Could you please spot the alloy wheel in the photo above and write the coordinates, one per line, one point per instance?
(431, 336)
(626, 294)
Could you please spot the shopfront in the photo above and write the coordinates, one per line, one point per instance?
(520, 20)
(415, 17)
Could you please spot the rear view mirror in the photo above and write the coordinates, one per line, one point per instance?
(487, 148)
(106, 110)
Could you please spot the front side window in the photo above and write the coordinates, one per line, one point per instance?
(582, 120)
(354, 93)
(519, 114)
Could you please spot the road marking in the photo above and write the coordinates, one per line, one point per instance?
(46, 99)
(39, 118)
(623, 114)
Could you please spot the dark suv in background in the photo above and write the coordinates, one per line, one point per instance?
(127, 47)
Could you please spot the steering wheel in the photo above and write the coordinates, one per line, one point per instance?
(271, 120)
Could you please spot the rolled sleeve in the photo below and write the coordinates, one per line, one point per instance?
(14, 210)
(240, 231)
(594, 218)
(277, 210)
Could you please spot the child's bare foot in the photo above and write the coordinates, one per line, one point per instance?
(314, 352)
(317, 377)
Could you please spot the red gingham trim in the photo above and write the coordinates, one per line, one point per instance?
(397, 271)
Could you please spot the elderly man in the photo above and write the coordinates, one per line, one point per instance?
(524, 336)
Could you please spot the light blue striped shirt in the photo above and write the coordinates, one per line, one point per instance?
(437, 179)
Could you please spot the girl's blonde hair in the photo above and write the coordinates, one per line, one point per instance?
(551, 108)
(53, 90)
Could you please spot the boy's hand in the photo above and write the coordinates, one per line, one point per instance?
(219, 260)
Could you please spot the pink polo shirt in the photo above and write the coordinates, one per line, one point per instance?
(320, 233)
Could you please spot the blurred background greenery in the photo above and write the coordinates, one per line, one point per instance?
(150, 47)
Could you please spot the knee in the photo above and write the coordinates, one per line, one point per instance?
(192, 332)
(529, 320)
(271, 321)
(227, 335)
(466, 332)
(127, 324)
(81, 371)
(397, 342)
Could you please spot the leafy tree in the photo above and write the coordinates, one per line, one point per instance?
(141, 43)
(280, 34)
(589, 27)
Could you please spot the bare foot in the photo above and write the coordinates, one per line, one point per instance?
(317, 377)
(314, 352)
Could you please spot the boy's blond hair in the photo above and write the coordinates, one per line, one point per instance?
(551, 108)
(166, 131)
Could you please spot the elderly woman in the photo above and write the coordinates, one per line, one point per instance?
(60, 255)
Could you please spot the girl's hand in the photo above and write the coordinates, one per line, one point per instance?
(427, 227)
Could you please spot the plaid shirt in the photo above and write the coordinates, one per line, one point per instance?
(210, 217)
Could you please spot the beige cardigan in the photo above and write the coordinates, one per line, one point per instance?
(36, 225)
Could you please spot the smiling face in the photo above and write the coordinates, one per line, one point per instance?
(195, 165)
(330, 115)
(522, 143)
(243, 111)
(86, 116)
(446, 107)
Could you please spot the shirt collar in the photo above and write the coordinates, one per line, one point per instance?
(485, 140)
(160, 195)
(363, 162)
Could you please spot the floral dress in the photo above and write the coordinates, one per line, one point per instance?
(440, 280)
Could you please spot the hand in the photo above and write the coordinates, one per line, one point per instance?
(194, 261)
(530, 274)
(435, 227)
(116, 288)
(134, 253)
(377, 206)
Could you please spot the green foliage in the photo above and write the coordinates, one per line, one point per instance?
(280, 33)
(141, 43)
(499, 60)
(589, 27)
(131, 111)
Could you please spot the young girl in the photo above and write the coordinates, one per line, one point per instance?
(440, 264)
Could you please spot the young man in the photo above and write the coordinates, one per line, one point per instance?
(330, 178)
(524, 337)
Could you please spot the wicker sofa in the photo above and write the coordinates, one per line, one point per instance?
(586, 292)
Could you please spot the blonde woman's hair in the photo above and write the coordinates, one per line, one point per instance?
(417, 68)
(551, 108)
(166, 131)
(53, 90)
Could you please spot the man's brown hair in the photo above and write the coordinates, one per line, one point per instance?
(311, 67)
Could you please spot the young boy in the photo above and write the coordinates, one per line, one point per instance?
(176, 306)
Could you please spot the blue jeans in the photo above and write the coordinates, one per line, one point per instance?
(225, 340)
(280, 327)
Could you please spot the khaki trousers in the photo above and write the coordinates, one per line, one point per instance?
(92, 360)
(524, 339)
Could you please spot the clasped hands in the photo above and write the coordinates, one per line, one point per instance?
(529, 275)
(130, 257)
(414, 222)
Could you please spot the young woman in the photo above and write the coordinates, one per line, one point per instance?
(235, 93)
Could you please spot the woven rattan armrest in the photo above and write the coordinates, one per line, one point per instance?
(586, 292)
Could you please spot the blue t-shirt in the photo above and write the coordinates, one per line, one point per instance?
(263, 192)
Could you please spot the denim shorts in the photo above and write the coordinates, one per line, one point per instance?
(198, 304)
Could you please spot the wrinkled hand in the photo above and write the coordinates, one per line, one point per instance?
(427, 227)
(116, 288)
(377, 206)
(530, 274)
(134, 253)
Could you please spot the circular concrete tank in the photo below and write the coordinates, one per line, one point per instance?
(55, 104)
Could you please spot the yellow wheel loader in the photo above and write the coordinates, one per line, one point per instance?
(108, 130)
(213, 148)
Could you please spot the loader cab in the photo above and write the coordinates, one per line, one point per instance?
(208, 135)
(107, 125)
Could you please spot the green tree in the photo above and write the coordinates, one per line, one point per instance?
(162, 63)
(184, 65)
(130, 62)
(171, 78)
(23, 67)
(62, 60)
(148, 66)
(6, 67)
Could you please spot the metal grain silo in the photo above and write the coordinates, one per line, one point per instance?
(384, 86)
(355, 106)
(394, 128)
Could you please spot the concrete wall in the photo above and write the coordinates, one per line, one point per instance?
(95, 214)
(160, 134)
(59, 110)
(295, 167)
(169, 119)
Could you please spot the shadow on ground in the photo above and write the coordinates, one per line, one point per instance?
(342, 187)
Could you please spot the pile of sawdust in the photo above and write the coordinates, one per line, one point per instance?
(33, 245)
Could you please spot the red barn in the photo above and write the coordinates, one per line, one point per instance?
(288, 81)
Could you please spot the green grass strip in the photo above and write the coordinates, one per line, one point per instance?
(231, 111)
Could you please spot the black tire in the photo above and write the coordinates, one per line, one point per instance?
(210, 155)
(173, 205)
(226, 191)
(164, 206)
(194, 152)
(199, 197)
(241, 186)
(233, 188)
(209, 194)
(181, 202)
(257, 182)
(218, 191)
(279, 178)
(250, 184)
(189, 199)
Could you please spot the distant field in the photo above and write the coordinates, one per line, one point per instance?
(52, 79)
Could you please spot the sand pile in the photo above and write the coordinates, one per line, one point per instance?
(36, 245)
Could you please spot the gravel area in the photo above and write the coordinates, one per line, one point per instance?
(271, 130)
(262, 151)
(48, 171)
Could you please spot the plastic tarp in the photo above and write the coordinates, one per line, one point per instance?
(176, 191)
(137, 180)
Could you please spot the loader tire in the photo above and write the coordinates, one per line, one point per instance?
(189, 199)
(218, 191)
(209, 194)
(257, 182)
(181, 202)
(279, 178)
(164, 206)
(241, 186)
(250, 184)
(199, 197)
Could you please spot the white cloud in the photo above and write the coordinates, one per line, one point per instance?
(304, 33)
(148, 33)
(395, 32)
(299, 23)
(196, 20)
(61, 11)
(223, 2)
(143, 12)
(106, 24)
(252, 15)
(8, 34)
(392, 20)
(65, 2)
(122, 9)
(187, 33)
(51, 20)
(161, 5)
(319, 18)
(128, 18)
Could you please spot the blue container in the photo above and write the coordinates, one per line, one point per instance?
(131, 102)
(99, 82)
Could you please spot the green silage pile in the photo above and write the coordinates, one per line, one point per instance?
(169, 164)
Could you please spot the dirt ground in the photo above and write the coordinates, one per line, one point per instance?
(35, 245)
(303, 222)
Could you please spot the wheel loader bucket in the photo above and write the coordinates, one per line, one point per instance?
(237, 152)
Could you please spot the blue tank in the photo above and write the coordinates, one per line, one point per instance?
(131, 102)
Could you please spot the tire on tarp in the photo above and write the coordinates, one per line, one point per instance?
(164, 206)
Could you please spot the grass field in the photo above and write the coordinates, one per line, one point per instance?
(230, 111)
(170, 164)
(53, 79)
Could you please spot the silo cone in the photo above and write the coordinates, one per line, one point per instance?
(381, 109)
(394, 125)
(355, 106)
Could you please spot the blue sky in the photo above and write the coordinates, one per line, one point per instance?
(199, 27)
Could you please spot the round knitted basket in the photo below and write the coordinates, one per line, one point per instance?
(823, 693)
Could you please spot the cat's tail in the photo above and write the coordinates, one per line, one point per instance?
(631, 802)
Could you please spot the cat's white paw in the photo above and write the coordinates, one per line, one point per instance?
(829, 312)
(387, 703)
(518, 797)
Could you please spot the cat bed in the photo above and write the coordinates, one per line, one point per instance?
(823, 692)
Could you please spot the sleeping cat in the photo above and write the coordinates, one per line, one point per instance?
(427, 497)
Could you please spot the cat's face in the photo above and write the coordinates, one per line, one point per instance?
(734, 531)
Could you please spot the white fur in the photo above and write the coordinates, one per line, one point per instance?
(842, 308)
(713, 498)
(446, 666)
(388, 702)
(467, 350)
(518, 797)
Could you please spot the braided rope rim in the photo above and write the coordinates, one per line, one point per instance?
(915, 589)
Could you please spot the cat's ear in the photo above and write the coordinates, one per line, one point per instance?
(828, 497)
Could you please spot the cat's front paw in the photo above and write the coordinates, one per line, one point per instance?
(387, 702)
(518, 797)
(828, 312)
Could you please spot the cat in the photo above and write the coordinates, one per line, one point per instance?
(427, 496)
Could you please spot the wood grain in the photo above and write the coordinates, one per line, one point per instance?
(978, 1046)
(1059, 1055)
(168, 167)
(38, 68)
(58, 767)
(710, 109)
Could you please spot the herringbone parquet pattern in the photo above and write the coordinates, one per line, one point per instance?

■ ■ ■ ■

■ How to complete this task ■
Find the line that contains "Could you please spot the cat's face". Copy it and every line after it to the end of the records, exactly, and nothing more.

■ Expected answer ■
Could you please spot the cat's face in the photo above and write the coordinates, one per line, one point per instance?
(734, 531)
Could you please spot the white fur in the photo above and write the coordinates, one per line, one point per instance?
(842, 308)
(713, 498)
(446, 666)
(388, 702)
(467, 350)
(518, 797)
Could you please spot the braided rope rim in the photo above and write the coordinates, one per line, one point per instance?
(915, 589)
Could you please spot the cat's ear in the photo above and write the coordinates, one per line, one point per instance?
(828, 497)
Could you please spot the cat's front paw in the photo above and write the coordinates, one per line, one point per instance?
(387, 702)
(518, 797)
(828, 312)
Could you please spot the cat in the photo above and write the coordinates, one per line, one point per instance?
(427, 496)
Could you please spot the wood grain in the photo above and write the coordinates, one per line, one point per instance?
(978, 1046)
(1059, 1055)
(168, 167)
(38, 68)
(58, 767)
(710, 109)
Could you please spot the herringbone parquet pattern in the photo above and write the coordinates, one per line, one point per instance?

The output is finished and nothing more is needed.